— start Provided material —

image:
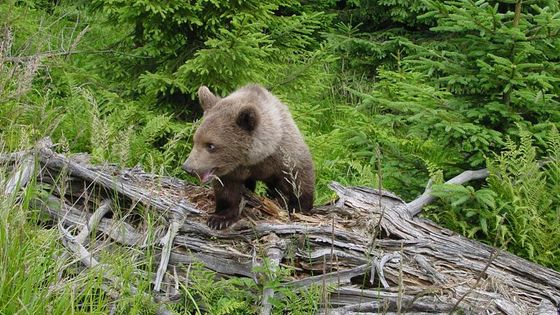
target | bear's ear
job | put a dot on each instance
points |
(207, 99)
(247, 119)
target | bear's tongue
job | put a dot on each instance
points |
(206, 176)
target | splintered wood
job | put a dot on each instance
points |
(365, 248)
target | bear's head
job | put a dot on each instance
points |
(236, 131)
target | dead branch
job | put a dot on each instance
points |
(411, 266)
(426, 198)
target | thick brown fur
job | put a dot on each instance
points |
(246, 137)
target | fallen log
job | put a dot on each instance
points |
(366, 249)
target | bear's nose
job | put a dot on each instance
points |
(188, 169)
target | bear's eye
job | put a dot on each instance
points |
(210, 147)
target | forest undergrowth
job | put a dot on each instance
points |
(426, 88)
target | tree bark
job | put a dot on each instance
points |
(367, 250)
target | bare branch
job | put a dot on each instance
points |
(426, 198)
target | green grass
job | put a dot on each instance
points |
(420, 129)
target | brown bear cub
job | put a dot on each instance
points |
(246, 137)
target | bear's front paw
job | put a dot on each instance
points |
(220, 222)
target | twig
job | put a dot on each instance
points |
(478, 278)
(167, 242)
(21, 177)
(93, 221)
(90, 262)
(415, 206)
(275, 252)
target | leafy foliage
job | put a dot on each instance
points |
(405, 91)
(521, 202)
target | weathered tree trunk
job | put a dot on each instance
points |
(379, 257)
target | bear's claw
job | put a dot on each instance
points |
(220, 222)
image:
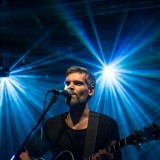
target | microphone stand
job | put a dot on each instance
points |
(22, 147)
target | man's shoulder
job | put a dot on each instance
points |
(56, 118)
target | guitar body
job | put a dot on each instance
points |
(65, 155)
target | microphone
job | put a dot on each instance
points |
(67, 93)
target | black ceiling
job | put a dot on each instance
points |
(36, 28)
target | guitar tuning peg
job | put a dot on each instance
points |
(139, 146)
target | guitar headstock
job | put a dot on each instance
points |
(143, 136)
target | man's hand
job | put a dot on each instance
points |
(103, 153)
(24, 156)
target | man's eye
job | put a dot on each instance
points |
(78, 83)
(66, 84)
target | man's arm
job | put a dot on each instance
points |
(24, 156)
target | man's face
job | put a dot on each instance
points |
(80, 91)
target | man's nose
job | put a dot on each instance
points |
(71, 85)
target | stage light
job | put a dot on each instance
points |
(109, 72)
(3, 72)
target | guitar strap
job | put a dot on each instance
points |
(91, 134)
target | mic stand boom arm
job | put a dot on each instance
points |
(22, 147)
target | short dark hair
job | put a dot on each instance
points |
(90, 79)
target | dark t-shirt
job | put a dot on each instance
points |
(57, 137)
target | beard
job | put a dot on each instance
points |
(76, 101)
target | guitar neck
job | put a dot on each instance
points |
(117, 146)
(114, 148)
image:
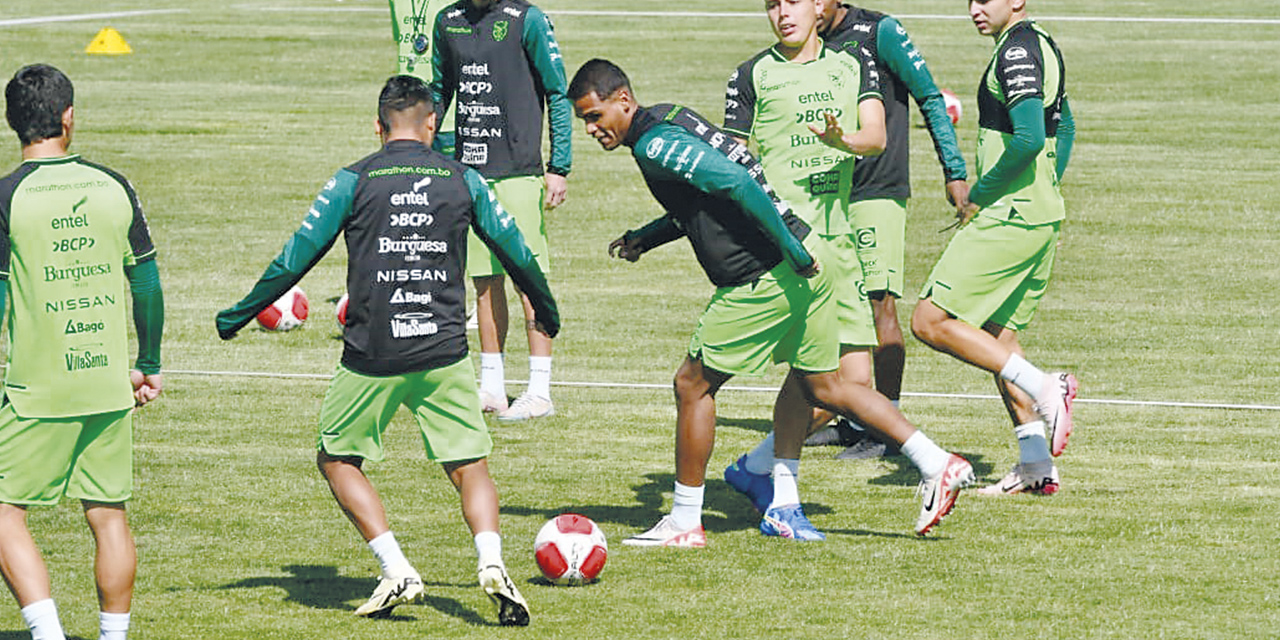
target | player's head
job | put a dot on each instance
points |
(992, 17)
(603, 99)
(39, 104)
(794, 21)
(406, 106)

— end Provided material —

**Goal:** Make an exact copy of the lines above, starting at the line that contains "target | bear's front paw" and running through the final line of the entries. Omit the pictures.

**Full output:**
target | bear's front paw
job | put a dot on each instance
points |
(220, 222)
target | twig
job | put a dot on each instance
points |
(478, 278)
(167, 242)
(21, 177)
(93, 221)
(90, 262)
(415, 206)
(275, 252)
target | leafy foliage
job | put a dot on each instance
points |
(405, 91)
(521, 202)
target | weathered tree trunk
job | put a dot on each instance
points |
(379, 257)
target | bear's claw
job | put a dot on each instance
points |
(220, 222)
image:
target | microphone stand
job | put a dot on each instance
points |
(22, 147)
target | man's shoulder
job | put a dot on each instance
points |
(56, 118)
target | guitar body
job | put a dot on each instance
points |
(65, 155)
target | microphone
job | put a dot on each instance
points |
(67, 93)
target | black ceiling
job | put a dot on each instance
points |
(36, 28)
target | guitar tuning peg
job | put a dot on each instance
points |
(139, 146)
target | guitar headstock
job | put a dot on each instance
points |
(143, 136)
target | man's hand
job | put a dot on each instance
points |
(103, 153)
(24, 156)
target | man's eye
job | put a dot on each instance
points |
(78, 83)
(66, 84)
target | man's arm
job | put a dot on each instance
points |
(24, 156)
target | man's face
job | put a dot on each instance
points |
(80, 91)
target | man's nose
job | put a dot on each instance
points |
(71, 85)
target | stage light
job | put a dot on each instance
points |
(109, 72)
(3, 72)
target | guitar strap
job | put a dot on each instance
points |
(91, 134)
target | mic stand boom arm
job | put a dot on each instance
points |
(22, 147)
target | short dark hair
job | put a dot on each instance
points |
(90, 79)
target | dark t-shirt
job | put a dot on each instance
points |
(57, 137)
target | beard
job | put a dot on each instance
points |
(76, 101)
target | guitar neck
job | put a dot on each instance
points |
(117, 146)
(114, 148)
image:
target | player's head
job | put a dot on each instance
points |
(992, 17)
(603, 99)
(39, 104)
(794, 21)
(406, 106)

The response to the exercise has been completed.